**Consigne 1:** Extrayez du passage sur Edgar Faure et le terrain de Vincennes le segment qui débute aux mots « Aucune trace n'apparaît » et s'arrête après « en savoir, mystérieuses. », sans rien y changer.
**Consigne 2:** Rédigez la suite du passage sur Edgar Faure et le terrain de Vincennes, à partir de sa dernière phrase.

### Passage extrait ###

Si l'on en croit un autre article du “Monde” du 10-11 novembre, Edgar Faure aurait fait une sorte d’échange: “Très content si vous nous cédez le terrain de Vincennes, je m'engage à ce que le Ministère n’occupe pas le Terrain de la Dame Blanche, autre terrain du Bois de Vincennes que la Mairie devait céder pour la construction d’un lycée.

 

Aucune trace n'apparaît dans le compte-rendu du Conseil d’une décision concernant Vincennes. Ces tractations au sujet du terrain et de cette fameuse clause des 10 ans restent, pour ce que j'ai pu en savoir, mystérieuses. 

                           

 Les centres universitaires expérimentaux

 

La première tâche à laquelle s’attaque le Cabinet est la préparation du discours que le Ministre doit prononcer devant la nouvelle Assemblée Nationale sortie des urnes le 30 juin. Dès son entrée en fonction, l’équipe y travaille d’arrache-pied et, le 24 juillet, Edgar Faure peut présenter devant les députés sa loi d’orientation pour l’enseignement.

### Liste fournie ###

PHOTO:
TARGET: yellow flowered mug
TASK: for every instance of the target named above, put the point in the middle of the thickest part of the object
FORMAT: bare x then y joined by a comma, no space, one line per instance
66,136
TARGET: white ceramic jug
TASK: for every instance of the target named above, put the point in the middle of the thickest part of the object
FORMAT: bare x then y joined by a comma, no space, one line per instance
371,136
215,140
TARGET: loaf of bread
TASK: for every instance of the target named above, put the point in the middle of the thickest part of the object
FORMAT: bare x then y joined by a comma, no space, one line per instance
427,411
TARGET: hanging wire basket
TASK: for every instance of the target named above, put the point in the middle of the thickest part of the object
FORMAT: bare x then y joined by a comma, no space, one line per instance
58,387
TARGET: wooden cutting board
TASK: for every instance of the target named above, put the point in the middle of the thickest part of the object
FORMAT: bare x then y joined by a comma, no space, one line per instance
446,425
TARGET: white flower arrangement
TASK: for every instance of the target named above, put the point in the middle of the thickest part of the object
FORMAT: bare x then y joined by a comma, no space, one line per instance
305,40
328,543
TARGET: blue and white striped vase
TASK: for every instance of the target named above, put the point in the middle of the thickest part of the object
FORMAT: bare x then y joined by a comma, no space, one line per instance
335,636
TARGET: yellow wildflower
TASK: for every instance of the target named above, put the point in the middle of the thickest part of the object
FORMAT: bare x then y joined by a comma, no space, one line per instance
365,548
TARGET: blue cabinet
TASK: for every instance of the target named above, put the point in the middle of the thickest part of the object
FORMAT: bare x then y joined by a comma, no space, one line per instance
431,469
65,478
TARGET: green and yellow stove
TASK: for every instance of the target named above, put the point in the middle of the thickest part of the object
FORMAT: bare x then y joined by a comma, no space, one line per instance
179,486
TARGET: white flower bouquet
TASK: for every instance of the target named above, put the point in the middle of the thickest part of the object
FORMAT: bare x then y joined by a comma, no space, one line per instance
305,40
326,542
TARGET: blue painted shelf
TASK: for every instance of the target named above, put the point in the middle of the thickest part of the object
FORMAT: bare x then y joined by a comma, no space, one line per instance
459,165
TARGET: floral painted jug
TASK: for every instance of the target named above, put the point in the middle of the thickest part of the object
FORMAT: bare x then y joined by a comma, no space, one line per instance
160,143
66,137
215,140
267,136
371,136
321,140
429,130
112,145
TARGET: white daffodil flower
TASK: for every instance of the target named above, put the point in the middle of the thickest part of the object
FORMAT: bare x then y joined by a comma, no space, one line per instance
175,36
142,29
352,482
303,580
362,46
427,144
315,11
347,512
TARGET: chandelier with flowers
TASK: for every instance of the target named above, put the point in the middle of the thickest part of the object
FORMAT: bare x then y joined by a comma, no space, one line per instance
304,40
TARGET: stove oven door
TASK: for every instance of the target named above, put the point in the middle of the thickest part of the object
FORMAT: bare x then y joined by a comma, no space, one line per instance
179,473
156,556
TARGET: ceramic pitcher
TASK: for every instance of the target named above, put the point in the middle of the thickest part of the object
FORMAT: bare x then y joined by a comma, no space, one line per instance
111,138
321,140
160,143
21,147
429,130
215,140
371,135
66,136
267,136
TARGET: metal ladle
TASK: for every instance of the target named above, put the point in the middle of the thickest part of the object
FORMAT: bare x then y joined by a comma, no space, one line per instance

###

**Réponse 1:**
Aucune trace n'apparaît dans le compte-rendu du Conseil d’une décision concernant Vincennes. Ces tractations au sujet du terrain et de cette fameuse clause des 10 ans restent, pour ce que j'ai pu en savoir, mystérieuses.

**Réponse 2:**
Les maîtres mots en sont : participation, démocratisation, renouvellement. L’été se passera essentiellement à élaborer cette loi d’orientation et, parallèlement, à construire, principalement en région parisienne, de nouveaux centres universitaires dont Vincennes fait naturellement partie. Dès le mois de juillet, en effet, Edgar Faure annonce son intention de construire en France quatre établissements universitaires expérimentaux, Vincennes, Dauphine, Antony, et  Marseille-Lumigny, Vincennes étant plus spécialement orienté vers une pédagogie novatrice; son enseignement sera pluridisciplinaire, Sciences humaines et Lettres; au départ, les sciences pures devaient être associées au projet.

 

 Le profil d'Antony reproduit à peu prés celui de Vincennes, mais l’enseignement doit y être plus encore pluridisciplinaire, avec davantage de sciences pures. Les bâtiments devraient occuper l’emplacement de la résidence universitaire. Ce projet devait être mené par Antoine Culioli avec l’aide du professeur de sociologie de Nanterre, Alain Touraine. On retrouve les traces d'Antony jusqu’à l’automne, et même jusqu’en début 1969. Les projets  Dauphine, Antony et Vincennes, ceux de la région parisienne s’élaborent en parallèle; les nominations de professeurs auront lieu aussi à Antony. Mais le projet d’Antony, qui deviendra Université Paris-Sud, n’a jamais abouti, pour diverses raisons qui ne concernent pas ce mémoire.

 

Après moult hésitations, le Centre expérimental prévu porte Dauphine sera construit  dans l’ancien bâtiment de l’OTAN. Essentiellement orienté vers les sciences économiques et la gestion, il constituera l’Université Paris IX dont la conception est beaucoup plus élitiste que celle de Vincennes.

 

Marseille-Lumigny, construite dans la garrigue près de Marseille, verra le jour en même temps que Dauphine et Vincennes, mais, pluridisciplinarité mise à part, sera d’un type plus conventionnel que Vincennes et Dauphine.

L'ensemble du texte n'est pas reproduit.